----- Source data

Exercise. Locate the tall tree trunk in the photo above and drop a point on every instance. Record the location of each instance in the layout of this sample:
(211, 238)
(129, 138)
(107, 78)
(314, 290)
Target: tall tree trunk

----------

What this task involves ::
Tell how many lines in the material contain the word "tree". Only the number is wanted.

Finished exercise ::
2